(Set of tasks):
• a. Decide whether each statement agrees with the passage on smart city challenges in the Middle East: (i) Jamil Al Asfar holds the title of Senior Sales Manager at IDIS Middle East and Africa; (ii) Van Der Watt says that IP cameras really are bandwidth and storage hungry; (iii) the passage says false positives in facial recognition occur only with large datasets. For each, answer yes or no and quote the words of the passage that decide it.
• b. Repeat word for word everything in the passage on smart city challenges in the Middle East from "Government spending is" down to "other companies too.".

====== Selected text ======

Challenges in the Middle East and how to deal with them
While opportunities for growth in the Middle East is undeniable, there are several challenges that need to be overcome.
While opportunities for growth in the Middle East is undeniable, there are several challenges that need to be overcome. Mark Horton, Founder and Director of The Plena Group, explained that the two major challenges will be protecting users' data and ensuring security providers deliver a fit for purpose solution without compromising security mitigation when there is a need to cut both CAPEX and OPEX investment.

In terms of smart city implementation, there will always be a challenge for the program manager to affect a solution with minimal impact on the occupants of the city minimizing the disruption on their day to day lives. Other concerns include costs, returns on investments (ROI), and technological effectiveness.

Cost and ROI

Government spending is critical in making smart city projects a reality and slow economic growth is likely to hinder the progress of some of the more ambitious projects.   There’s also the issue of return on investment as there are very few completed projects across the globe that are similar and can serve as an indicator of how much ROI can be obtained.

“With few completed smart city projects outside of China there are not many examples that are available for scrutiny or that can be assessed to truly understand the ROI of these complex and expensive projects,” said Jamil Al Asfar, Senior Sales Manager at IDIS Middle East and Africa. “However, events such as Expo 2020 give the region a significant chance of success and will support attracting overseas investment.”
Similar cost-related concerns have been raised by other companies too.

Ettiene Van Der Watt, Business Development Director, Axis Communications Middle East & Africa, said that one of the main challenges they face is the misconception that the cost of investing in a network security solution is very high.

“This is followed by a misunderstanding that IP Solutions are complicated and that IP cameras are bandwidth and storage hungry,” Van Der Watt said. “We are constantly driving education towards end users regarding compression technologies whereby bandwidth and storage can be optimized.”

Privacy and facial recognition

For proper implementation of smart city solutions, citizens should be able to accept that there is a certain amount of compromise in privacy. Lately, there have been several concerns over privacy across the globe and this has made an impact in the Middle East as well.

“The biggest obstacle to smart city projects is the need for citizens to forego their privacy,” Al Asfar said. “They will need to accept having their behavior constantly monitored via sensors, giving up their personal and biometric data via smartphones, or through facial recognition, and ultimately paying for the operation and maintenance of smart cities through higher taxation and property prices.”

In addition, there is much hype around the possible applications of facial recognition due to accuracy levels especially when it's used in real-time. Factors such as faces hidden by clothing, weather and lighting conditions, make false positives a significant risk particularly if a system is trying to capture and then match faces in busy public spaces to large databases.  And it’s these very same challenges of false positives even using relatively small datasets that have led to widespread skepticism about the future of facial recognition in the UK.

Unrealistic expectations?

Finally, there are also concerns that certain projects are overhyped and do not live up to the investor’s expectations, which in turn leads to restricted funding. Al Asfar pointed out that for investors there is always a risk that millions of dollars will be spent, and years of implementation time expended, only for the ground rules to be changed. Projects might be scrutinized and then undermined by changes in legislation that make them illegal to operate without huge and costly reconfiguration.

The ambitions of smart cities in the Middle East to become (or indeed remain) major tourist destinations or international business hubs, mean that they can ill-afford bad publicity. Neither can they completely ignore regulations like the European Union’s GDPR and other privacy laws surrounding infringements of human rights if they are to attract overseas investment.

====== Data segment ======

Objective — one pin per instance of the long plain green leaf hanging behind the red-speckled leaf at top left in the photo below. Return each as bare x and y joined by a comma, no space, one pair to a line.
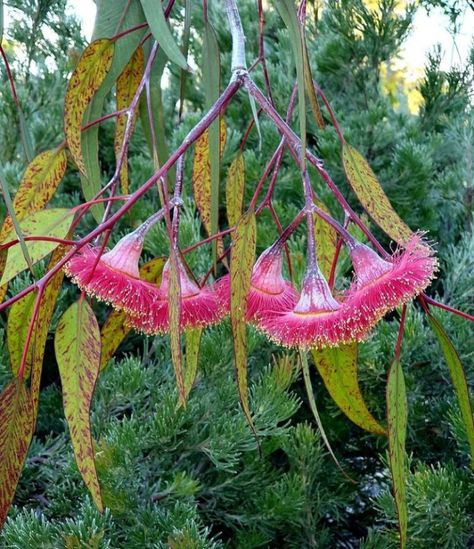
111,17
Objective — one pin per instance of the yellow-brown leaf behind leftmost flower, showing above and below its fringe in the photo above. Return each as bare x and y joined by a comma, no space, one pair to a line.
114,330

======

(Answer section):
• a.
(i) Yes: "Jamil Al Asfar, Senior Sales Manager at IDIS Middle East and Africa"
(ii) No: "This is followed by a misunderstanding that IP Solutions are complicated and that IP cameras are bandwidth and storage hungry"
(iii) No: "these very same challenges of false positives even using relatively small datasets"

• b.
Government spending is critical in making smart city projects a reality and slow economic growth is likely to hinder the progress of some of the more ambitious projects.   There’s also the issue of return on investment as there are very few completed projects across the globe that are similar and can serve as an indicator of how much ROI can be obtained.

“With few completed smart city projects outside of China there are not many examples that are available for scrutiny or that can be assessed to truly understand the ROI of these complex and expensive projects,” said Jamil Al Asfar, Senior Sales Manager at IDIS Middle East and Africa. “However, events such as Expo 2020 give the region a significant chance of success and will support attracting overseas investment.”
Similar cost-related concerns have been raised by other companies too.